There has been extraordinary progress in molecular biology during the 50-year span that began with the discovery of the DNA double helix and culminated with the nearly complete specification of our genetic inheritance at level of DNA sequence. The bulk of the eukaryotic genome is packaged into nucleosome particles, each of which comprises an octamer with two copies of each of four core histones--H2A, H2B, H3, and H4--which wrap nearly two turns of DNA. Nucleosomes can be differentiated both by numerous post-translational histone modifications and by incorporation of histone variants, which can replace canonical histones to form nucleosomes with special roles and properties. In contrast to our understanding of genomes, the inheritance of differences in gene expression between cells and tissues and how they are mediated by histones and other chromatin proteins is poorly understood. To better understand inheritance that does not depend on DNA sequence, we apply genomic tools to the study of proteins of the epigenome: histones, transcription factors, nucleosome remodelers, and RNA polymerase II (RNAPII).
Recent studies in our lab have focused on understanding the nucleosome dynamics of chromatin, and its relationship to gene expression and epigenetic inheritance. We have developed powerful genome-wide strategies and tools for measuring nucleosome dynamics and mapping epigenomic features. We use tools such as salt fractionation, a method to extract classically ‘active’ chromatin; CATCH-IT, a novel metabolic labeling strategy to directly measure nucleosome turnover; ORGANIC, a method of mapping native chromatin at single base-pair resolution that applies to transcription factors and remodelers as well as nucleosomes; INTACT, a cell-type specific nuclear purification method to determine chromatin differences between tissues; 3’NT, a method of determining the last base added onto nascent RNAPII transcripts; and TMP-Seq, a high-resolution genome-wide assay to detect torsional states. Using these tools we attempt to understand how RNAPII, nucleosome remodelers, transcription factors, and histone variants all affect and are affected by dynamic chromatin structure.
Transcribing through Nucleosomes
Nucleosomes are barriers to transcription in vitro, but is this the case in vivo? To address this question, we used 3’NT to comprehensively map the positions of elongating and arrested RNAPII at nucleotide resolution. We find that the nucleosomes are barriers to RNAPII elongation at essentially all genes, with the nucleosome downstream of the transcriptional start site the strongest barrier. Depletion of the histone variant H2A.Z from a nucleosome strengthens the barrier to RNAPII, which suggests that H2A.Z has evolved to reduce nucleosome barrier strength. One potential mechanism for overcoming the nucleosome barrier to transcription is to mobilize nucleosomes by ATP-dependent remodelers. We find that the Chd1 remodeler is recruited to promoters of mouse genes where it causes nucleosomes to turn over during transcription and allows RNAPII to escape into the gene body. Another potential mechanism for overcoming the nucleosome barrier to transcription is the DNA torsional stress created by RNA polymerase transit, which can unwrap and destabilize nucleosomes. We find that inhibiting topoisomerases results in both increased torsion measured at high resolution and increased turnover of nucleosomes, confirming this mechanism in vivo. Furthermore, compounds that intercalate between the bases, and thus potentially generate torsional stress, also enhance nucleosome turnover associated with transcription, suggesting an epigenetic mechanism for cell killing by widely used chemotherapeutic drugs. Our findings provide a mechanistic framework for transcription through a nucleosome in vivo.
=-=-=-=-=
* [Questions to answer]
1. In the chromatin research overview, recast the paragraph beginning "Recent studies in our lab" as a brief bulleted list that keeps its main facts.
2. Write the next passage of the chromatin research overview, picking up after its final sentence.
=-=-=-=-=
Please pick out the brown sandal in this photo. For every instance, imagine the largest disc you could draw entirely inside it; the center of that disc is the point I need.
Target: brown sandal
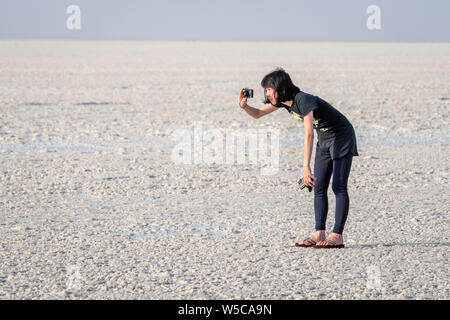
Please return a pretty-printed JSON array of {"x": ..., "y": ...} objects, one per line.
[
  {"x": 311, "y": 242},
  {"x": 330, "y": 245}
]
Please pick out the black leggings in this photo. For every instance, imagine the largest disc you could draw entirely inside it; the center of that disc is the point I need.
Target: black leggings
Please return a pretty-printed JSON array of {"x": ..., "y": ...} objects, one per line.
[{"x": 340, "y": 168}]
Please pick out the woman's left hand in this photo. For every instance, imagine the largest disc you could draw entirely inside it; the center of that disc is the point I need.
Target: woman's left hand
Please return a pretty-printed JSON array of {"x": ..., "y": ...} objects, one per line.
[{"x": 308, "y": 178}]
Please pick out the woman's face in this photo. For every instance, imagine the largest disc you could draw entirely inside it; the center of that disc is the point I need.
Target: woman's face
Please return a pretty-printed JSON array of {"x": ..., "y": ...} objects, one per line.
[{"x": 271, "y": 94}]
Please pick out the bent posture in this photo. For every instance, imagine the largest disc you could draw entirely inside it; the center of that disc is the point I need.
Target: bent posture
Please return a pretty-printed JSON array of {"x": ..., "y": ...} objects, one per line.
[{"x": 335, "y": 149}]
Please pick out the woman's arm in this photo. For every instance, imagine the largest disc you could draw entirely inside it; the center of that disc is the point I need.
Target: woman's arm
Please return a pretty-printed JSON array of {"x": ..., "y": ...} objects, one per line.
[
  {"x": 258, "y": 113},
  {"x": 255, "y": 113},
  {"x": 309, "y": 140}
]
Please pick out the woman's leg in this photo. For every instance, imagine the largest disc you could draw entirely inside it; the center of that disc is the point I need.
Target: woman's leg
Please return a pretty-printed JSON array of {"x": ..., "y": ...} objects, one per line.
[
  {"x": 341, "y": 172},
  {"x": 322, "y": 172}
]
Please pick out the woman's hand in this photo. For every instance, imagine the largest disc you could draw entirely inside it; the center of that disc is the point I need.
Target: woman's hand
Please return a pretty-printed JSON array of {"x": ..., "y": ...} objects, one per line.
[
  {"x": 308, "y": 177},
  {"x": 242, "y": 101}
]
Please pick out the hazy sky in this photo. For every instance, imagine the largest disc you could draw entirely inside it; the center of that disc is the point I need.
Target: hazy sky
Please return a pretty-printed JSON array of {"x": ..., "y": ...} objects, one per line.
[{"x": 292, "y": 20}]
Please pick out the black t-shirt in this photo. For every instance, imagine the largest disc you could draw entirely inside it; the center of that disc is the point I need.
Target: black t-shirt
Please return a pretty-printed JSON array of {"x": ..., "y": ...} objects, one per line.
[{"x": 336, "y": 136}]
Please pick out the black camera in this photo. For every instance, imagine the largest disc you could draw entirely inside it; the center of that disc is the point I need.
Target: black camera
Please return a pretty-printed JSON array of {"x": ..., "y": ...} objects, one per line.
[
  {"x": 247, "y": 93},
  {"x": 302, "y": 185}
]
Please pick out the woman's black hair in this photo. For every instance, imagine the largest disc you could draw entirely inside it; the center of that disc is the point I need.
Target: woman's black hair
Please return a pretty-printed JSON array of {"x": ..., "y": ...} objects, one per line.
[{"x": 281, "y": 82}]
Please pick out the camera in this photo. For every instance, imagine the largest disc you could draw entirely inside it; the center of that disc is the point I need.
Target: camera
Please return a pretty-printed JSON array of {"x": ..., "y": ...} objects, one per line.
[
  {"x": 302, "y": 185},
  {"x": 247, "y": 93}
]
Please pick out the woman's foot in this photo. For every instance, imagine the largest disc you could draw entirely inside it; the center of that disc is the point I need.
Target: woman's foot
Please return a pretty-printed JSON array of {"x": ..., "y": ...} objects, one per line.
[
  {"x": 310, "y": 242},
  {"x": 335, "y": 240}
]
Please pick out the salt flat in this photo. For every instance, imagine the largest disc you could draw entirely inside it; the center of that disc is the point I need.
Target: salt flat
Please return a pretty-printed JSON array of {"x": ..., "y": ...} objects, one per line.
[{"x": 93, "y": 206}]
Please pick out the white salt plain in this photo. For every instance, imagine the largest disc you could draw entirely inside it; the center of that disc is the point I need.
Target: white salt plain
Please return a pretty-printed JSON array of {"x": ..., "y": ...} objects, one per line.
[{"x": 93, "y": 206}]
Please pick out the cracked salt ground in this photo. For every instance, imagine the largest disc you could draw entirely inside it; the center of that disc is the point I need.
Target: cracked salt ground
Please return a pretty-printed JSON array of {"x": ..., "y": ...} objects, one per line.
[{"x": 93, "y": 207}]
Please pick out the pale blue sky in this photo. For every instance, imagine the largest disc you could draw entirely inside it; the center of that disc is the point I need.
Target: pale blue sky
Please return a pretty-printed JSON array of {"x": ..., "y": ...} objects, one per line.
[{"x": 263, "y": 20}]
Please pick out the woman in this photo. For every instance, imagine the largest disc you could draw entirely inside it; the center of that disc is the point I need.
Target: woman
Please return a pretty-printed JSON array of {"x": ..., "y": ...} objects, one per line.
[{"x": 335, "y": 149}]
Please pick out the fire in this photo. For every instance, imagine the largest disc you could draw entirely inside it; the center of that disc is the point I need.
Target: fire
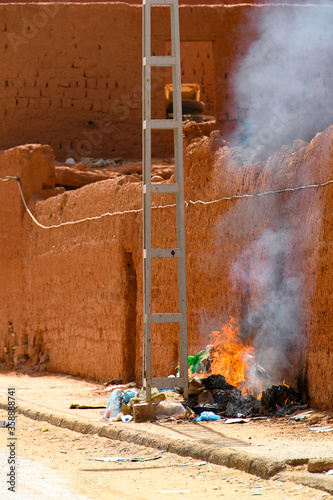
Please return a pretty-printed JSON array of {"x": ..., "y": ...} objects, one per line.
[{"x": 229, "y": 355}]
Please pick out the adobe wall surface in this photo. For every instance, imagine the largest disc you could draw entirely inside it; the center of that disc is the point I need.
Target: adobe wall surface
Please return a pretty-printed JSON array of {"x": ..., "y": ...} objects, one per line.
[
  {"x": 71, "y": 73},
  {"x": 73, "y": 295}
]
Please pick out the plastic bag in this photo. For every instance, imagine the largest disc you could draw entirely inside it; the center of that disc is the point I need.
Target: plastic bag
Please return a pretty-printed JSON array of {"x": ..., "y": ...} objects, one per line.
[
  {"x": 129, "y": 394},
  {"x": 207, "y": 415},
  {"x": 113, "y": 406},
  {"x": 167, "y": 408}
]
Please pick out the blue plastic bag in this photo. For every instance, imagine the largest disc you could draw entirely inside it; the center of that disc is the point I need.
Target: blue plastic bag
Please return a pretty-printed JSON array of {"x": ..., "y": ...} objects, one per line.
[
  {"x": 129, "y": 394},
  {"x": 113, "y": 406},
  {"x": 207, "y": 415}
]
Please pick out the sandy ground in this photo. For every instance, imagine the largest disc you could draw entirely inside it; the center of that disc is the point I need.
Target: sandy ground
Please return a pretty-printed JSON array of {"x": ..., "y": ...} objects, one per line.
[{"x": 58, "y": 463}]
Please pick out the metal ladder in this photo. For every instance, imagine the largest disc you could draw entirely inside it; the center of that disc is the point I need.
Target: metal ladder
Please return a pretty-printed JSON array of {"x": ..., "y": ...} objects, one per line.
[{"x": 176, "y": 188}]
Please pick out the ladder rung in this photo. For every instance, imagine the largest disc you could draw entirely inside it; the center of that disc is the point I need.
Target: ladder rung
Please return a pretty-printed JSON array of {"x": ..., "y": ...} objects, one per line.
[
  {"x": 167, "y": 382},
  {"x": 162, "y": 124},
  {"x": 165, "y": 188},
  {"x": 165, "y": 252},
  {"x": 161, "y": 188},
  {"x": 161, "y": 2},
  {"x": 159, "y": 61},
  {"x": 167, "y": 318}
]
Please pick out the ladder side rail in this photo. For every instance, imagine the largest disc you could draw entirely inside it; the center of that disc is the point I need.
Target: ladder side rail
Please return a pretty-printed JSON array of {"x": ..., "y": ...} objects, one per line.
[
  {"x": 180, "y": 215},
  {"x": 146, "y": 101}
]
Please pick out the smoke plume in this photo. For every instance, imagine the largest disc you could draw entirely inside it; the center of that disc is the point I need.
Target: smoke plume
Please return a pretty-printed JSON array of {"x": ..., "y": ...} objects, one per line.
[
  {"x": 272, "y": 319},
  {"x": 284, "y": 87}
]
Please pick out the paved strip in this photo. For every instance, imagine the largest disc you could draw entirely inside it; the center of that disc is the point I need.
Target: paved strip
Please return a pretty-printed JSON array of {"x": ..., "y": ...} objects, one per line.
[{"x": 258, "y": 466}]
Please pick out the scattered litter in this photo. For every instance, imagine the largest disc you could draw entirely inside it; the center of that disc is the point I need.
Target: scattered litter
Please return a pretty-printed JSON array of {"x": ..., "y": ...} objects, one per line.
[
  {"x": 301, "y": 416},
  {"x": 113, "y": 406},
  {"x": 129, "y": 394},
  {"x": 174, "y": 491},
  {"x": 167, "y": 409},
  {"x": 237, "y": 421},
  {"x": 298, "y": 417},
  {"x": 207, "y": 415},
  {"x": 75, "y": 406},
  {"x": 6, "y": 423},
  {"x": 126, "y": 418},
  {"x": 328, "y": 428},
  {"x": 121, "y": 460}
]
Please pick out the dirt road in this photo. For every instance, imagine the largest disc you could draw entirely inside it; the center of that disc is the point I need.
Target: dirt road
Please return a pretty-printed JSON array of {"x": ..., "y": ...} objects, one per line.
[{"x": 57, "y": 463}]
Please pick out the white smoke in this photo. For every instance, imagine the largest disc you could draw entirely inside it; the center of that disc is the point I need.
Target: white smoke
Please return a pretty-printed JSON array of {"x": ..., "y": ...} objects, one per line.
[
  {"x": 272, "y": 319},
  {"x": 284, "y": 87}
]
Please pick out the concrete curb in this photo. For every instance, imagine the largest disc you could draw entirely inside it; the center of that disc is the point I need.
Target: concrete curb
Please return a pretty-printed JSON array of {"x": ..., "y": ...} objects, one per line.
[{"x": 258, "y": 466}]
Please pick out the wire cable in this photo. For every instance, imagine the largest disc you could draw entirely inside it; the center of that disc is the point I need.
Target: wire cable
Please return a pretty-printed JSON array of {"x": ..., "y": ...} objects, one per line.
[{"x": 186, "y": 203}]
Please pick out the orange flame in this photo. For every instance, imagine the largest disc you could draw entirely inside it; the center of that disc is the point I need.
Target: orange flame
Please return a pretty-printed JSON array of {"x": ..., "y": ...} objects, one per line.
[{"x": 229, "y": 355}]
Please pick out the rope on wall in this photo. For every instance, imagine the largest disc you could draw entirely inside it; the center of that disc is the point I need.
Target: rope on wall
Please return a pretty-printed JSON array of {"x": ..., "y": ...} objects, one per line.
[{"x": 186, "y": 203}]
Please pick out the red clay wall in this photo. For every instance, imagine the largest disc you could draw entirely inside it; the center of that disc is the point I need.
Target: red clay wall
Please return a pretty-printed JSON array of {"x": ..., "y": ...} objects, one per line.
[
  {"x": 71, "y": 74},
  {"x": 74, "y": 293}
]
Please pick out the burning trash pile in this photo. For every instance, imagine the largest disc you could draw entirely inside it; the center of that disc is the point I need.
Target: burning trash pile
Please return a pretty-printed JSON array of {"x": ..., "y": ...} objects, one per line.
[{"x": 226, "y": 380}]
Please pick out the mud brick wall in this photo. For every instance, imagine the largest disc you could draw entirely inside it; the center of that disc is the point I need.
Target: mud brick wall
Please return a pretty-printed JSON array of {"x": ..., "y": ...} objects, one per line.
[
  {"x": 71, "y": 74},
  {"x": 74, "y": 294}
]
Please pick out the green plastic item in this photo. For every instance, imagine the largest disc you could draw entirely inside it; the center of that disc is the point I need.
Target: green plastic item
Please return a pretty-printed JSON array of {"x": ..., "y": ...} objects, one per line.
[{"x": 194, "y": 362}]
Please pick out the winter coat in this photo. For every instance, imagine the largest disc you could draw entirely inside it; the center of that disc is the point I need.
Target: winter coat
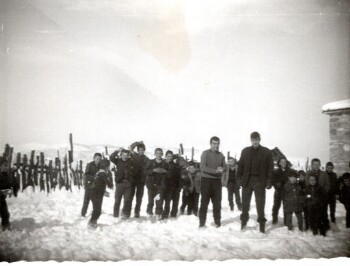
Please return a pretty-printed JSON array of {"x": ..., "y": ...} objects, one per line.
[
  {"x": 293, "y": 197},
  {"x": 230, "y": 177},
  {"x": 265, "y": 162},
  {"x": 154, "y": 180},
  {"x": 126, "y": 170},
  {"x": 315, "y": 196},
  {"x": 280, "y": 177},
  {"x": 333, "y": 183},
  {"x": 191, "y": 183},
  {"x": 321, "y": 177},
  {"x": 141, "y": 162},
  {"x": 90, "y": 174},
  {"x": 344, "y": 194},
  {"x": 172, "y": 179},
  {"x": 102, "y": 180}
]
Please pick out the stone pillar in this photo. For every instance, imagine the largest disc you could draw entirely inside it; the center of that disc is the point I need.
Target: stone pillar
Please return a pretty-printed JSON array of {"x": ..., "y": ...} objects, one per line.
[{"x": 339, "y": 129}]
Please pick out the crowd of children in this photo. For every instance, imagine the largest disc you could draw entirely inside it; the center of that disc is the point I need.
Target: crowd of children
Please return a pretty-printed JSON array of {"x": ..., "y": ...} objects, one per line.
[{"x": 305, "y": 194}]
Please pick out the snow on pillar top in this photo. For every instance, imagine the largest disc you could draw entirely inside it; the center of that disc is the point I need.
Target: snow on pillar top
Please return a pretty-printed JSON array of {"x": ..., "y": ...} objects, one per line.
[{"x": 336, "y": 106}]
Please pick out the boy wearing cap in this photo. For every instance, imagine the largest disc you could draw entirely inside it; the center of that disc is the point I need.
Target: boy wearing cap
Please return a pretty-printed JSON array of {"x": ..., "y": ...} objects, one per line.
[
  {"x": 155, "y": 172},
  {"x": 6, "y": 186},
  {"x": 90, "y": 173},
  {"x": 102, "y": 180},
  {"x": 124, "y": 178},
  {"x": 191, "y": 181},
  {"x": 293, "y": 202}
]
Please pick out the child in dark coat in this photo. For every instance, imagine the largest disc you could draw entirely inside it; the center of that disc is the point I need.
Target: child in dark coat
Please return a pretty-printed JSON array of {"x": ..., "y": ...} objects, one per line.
=-=-=-=-=
* [Exercise results]
1.
- Research focus: nucleosome dynamics of chromatin and how they relate to gene expression and epigenetic inheritance.
- Approach: genome-wide strategies and tools for measuring nucleosome dynamics and mapping epigenomic features.
- Tools:
  - Salt fractionation: extracts classically "active" chromatin.
  - CATCH-IT: metabolic labeling that directly measures nucleosome turnover.
  - ORGANIC: maps native chromatin at single base-pair resolution, covering transcription factors and remodelers as well as nucleosomes.
  - INTACT: cell-type-specific nuclear purification for finding chromatin differences between tissues.
  - 3'NT: determines the last base added to nascent RNAPII transcripts.
  - TMP-Seq: high-resolution genome-wide assay that detects torsional states.
- Goal: understand how RNAPII, nucleosome remodelers, transcription factors, and histone variants affect and are affected by dynamic chromatin structure.

2.
Epigenetic Inheritance of Centromeres
While histone variants such as H2A.Z seem to help modulate transcription, another class of histone variants in which we have a long-standing interest mediates chromosome segregation. Centromere-specific histone H3 variants, collectively called cenH3 (also known as CENP-A in vertebrates or Cse4 in fungi) determine the location of the kinetochore that attaches to microtubules to segregate chromosomes in mitosis and meiosis. Nucleosomes containing cenH3 have a unique structure and wrap DNA to form positive supercoils, in contrast to conventional nucleosomes that form negative supercoils, raising the possibility that positive supercoiling may play a role in the epigenetic inheritance of centromeres. We are interested in how the special properties of cenH3 nucleosomes allow the centromere to be stably inherited and yet evolve into centromeres as diverse as the point centromeres of budding yeast with a single cenH3 nucleosome, to the holocentric centromeres of the nematode worm Caenorhabditis, in which the entire chromosome appears to act as a centromere. Remarkably, we find that the holocentric centromeres of Caenorhabditis resemble dispersed point centromeres of budding yeast, with single cenH3 nucleosomes at 707 discrete sites flanked by well-positioned canonical nucleosomes. Many of these sites coincide with transcription factor hotspots that bind multiple transcription factors at low affinity without the specific binding motifs of any of them. This raises the possibility that transcription factor binding helps to maintain cenH3 sites in the absence of cenH3, which turns over during the cell cycle, by preventing the encroachment of conventional nucleosomes.